• TASK PROMPT: How many lines of the listing below contain the string "massage" with matching case? Reply with the number alone.

• PROVIDED DATA:
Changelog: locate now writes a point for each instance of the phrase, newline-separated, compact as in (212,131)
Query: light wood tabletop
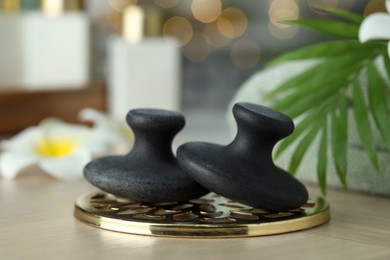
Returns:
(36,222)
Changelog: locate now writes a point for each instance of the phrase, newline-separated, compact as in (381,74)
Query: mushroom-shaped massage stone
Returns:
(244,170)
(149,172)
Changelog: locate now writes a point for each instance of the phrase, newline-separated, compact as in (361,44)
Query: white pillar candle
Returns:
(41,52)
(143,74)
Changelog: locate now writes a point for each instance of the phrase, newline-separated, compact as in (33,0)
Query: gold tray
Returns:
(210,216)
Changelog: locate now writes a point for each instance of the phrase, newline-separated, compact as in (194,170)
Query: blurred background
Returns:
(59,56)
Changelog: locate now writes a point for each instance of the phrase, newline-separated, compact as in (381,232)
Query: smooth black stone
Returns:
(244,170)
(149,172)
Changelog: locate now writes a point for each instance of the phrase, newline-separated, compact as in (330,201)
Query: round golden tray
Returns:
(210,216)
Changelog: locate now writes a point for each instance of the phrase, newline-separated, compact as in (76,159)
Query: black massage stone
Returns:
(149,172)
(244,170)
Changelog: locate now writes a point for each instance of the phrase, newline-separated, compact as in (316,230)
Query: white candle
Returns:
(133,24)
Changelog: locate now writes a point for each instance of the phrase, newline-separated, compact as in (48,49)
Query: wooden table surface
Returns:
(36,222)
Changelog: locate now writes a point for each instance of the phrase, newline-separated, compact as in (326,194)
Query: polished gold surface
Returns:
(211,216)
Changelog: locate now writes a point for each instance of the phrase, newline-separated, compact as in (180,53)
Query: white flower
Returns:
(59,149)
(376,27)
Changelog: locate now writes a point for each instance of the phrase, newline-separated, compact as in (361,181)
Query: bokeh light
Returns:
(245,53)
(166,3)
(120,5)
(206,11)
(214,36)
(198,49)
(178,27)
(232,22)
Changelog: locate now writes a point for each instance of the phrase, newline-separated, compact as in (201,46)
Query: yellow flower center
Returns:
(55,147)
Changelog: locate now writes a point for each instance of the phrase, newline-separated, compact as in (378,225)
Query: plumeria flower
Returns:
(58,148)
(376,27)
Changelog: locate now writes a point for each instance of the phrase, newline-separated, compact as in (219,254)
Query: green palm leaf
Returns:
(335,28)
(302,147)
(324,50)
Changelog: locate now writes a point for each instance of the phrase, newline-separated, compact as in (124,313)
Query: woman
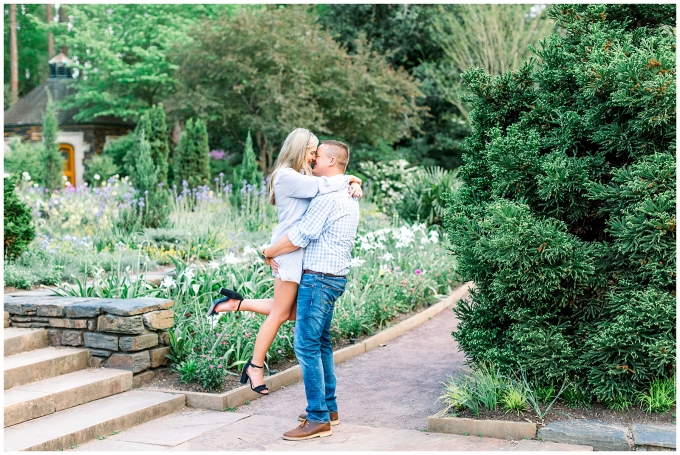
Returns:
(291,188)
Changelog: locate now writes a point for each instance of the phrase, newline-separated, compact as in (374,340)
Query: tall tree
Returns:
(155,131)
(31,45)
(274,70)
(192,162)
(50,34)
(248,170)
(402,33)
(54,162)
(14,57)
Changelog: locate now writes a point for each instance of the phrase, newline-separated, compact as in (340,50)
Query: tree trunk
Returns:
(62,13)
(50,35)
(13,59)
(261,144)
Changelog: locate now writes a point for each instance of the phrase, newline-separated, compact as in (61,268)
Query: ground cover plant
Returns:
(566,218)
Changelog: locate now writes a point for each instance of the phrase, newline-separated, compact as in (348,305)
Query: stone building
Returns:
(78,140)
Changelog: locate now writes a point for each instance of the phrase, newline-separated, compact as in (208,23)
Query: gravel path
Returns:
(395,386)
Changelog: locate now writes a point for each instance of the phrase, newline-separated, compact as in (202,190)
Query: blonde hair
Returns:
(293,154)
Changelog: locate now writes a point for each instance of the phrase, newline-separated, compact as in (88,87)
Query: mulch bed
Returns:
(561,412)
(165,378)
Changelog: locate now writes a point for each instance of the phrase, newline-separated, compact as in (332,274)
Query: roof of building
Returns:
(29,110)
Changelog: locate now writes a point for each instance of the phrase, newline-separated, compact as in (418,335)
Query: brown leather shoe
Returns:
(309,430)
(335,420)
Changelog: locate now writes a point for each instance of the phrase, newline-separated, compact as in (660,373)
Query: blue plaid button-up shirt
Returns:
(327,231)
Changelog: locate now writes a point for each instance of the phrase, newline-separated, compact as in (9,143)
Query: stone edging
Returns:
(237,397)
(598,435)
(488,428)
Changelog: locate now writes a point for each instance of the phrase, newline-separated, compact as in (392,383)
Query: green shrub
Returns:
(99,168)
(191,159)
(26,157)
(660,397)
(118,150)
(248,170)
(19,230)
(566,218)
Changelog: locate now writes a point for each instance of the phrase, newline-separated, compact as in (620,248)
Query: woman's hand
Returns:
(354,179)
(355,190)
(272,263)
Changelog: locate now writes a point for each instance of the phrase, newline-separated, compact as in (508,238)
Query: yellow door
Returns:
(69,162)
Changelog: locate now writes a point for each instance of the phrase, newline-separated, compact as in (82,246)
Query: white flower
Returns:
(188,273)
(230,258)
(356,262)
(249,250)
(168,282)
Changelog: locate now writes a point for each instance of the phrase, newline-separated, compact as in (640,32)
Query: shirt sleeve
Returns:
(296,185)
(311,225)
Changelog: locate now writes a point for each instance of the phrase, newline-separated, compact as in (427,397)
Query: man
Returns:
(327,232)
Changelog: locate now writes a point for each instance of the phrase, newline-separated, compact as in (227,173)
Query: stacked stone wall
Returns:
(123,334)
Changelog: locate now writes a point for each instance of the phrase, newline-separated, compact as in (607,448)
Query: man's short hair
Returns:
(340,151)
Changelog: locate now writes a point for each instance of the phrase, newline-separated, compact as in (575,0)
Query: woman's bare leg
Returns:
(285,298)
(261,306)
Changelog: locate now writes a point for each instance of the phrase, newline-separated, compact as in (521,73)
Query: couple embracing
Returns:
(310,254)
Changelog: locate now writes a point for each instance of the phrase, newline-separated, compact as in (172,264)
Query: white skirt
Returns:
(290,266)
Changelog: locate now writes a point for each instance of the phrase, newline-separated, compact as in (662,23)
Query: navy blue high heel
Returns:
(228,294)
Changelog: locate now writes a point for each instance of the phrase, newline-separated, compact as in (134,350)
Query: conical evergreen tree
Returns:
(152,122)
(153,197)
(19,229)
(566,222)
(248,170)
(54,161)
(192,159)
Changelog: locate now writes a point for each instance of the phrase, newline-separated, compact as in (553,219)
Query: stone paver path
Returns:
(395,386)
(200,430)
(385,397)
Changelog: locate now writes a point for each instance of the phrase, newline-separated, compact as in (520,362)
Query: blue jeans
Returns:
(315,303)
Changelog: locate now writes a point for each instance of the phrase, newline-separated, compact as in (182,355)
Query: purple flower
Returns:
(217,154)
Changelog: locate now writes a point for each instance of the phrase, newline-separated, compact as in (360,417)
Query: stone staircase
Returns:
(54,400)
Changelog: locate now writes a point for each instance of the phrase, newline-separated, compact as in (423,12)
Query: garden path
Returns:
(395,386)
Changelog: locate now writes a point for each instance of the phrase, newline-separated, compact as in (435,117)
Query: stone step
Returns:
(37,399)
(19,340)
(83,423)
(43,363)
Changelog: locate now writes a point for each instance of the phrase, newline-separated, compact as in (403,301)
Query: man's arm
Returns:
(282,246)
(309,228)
---
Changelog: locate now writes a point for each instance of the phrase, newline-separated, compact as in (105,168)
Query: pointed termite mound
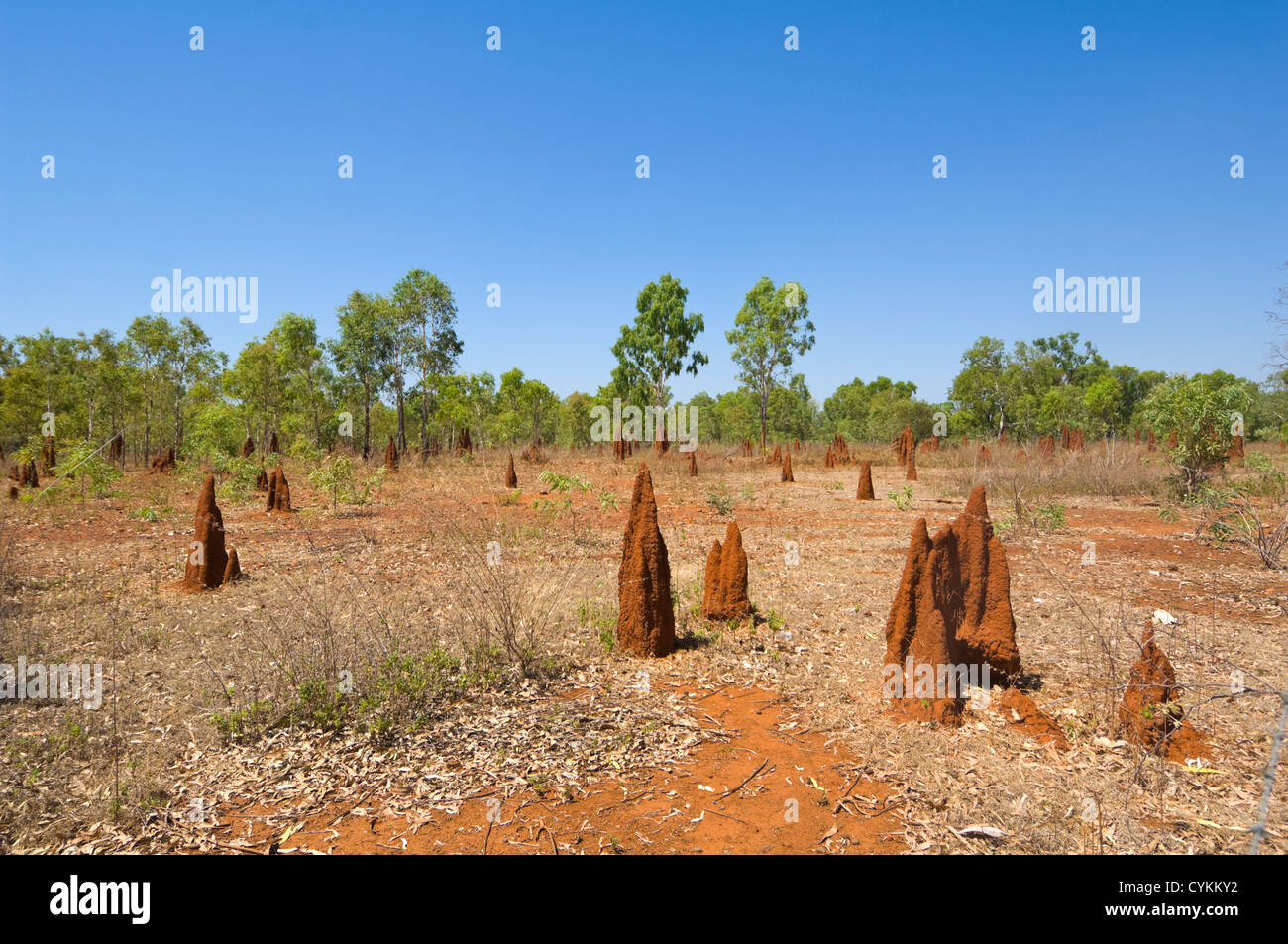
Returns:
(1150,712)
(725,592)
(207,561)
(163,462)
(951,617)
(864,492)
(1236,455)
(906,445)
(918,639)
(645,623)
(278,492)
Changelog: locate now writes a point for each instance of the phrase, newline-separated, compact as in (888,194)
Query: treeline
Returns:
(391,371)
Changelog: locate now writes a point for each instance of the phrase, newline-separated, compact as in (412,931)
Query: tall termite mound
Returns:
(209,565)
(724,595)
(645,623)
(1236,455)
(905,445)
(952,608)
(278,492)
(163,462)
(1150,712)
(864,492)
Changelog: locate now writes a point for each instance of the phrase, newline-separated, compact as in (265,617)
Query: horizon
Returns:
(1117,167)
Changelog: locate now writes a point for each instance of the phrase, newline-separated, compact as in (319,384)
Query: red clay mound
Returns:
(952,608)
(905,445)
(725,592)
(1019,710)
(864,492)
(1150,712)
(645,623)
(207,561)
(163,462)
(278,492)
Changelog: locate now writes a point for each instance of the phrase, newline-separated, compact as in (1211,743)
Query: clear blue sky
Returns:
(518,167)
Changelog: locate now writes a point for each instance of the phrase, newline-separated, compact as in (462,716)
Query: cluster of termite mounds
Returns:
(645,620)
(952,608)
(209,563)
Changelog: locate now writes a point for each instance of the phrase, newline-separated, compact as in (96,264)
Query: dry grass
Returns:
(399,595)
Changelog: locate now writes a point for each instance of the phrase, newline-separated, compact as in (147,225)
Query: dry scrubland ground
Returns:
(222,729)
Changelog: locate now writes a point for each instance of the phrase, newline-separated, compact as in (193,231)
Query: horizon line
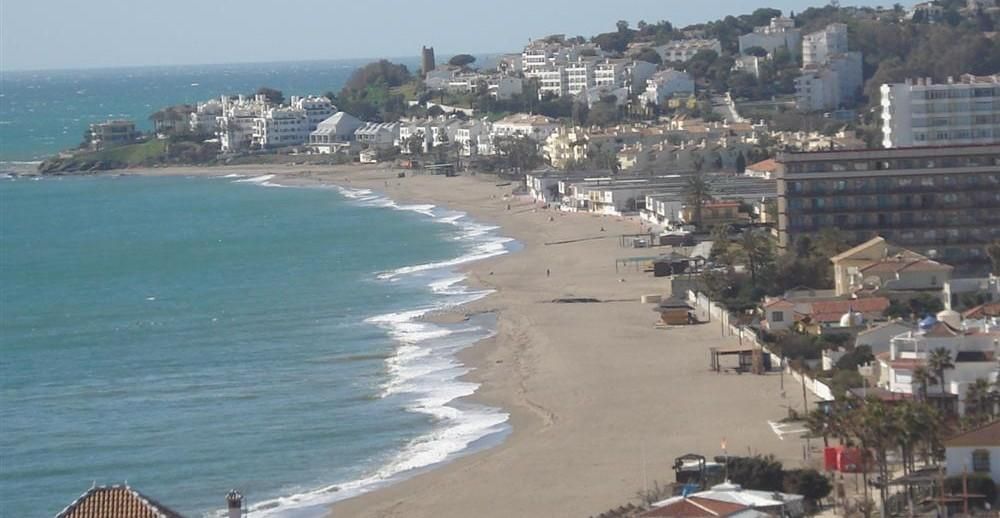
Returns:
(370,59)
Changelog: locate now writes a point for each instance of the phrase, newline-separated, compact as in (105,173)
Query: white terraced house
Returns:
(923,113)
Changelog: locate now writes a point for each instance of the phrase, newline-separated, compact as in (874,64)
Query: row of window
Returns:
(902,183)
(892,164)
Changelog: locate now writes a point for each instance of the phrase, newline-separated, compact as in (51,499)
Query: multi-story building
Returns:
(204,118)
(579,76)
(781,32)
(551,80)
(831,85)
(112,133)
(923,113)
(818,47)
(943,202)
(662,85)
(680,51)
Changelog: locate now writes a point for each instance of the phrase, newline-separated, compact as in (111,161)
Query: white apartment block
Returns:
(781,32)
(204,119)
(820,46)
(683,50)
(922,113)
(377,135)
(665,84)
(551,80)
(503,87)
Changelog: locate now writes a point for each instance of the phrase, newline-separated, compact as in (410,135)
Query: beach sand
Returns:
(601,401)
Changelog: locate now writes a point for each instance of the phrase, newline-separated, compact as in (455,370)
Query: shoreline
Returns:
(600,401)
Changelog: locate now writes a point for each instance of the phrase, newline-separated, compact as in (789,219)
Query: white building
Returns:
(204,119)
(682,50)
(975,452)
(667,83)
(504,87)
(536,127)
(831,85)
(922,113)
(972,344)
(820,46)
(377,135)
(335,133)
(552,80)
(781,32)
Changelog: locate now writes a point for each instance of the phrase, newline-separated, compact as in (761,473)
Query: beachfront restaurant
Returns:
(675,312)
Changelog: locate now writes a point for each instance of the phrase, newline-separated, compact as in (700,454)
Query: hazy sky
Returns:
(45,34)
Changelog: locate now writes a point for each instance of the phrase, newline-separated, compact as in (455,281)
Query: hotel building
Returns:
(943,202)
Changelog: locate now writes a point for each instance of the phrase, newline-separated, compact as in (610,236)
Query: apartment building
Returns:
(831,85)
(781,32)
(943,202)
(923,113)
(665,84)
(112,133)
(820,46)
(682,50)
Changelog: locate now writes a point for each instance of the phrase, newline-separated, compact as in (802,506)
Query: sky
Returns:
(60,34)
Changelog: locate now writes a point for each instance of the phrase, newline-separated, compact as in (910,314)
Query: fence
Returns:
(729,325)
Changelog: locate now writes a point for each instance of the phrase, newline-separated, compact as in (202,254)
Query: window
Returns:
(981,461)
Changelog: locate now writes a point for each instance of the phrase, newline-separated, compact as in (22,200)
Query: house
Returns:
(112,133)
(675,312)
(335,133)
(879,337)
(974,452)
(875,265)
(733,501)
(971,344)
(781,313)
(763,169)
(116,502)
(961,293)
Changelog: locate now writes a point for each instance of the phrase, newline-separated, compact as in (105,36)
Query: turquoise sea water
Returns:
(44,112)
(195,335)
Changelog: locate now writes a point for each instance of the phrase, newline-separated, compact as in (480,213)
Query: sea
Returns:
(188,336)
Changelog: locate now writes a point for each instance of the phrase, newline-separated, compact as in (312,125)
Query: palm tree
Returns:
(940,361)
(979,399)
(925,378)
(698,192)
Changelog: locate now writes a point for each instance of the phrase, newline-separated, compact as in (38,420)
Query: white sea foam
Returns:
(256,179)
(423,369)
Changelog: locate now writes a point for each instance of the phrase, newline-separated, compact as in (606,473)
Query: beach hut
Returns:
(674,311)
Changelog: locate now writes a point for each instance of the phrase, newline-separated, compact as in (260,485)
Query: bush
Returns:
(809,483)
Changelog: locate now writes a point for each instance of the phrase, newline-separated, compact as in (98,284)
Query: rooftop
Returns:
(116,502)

• THE ANSWER: 2